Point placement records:
———
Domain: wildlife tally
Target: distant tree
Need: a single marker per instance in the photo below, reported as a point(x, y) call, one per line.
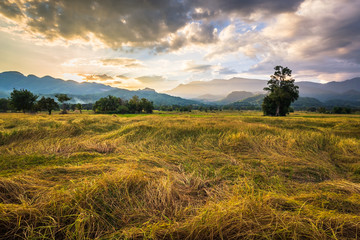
point(4, 105)
point(47, 104)
point(134, 105)
point(108, 104)
point(22, 100)
point(79, 107)
point(63, 98)
point(341, 110)
point(146, 105)
point(321, 110)
point(281, 92)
———
* JOB:
Quote the lines of the records above verbatim, omitting the pictures.

* RESPONSE FOR THIS EXERCISE:
Domain: wildlife tally
Target: distant tree
Need: a single marker per instance in the photo below, reported as a point(x, y) call, one per line.
point(4, 105)
point(47, 104)
point(134, 105)
point(108, 104)
point(22, 100)
point(79, 107)
point(63, 98)
point(341, 110)
point(146, 105)
point(321, 110)
point(281, 92)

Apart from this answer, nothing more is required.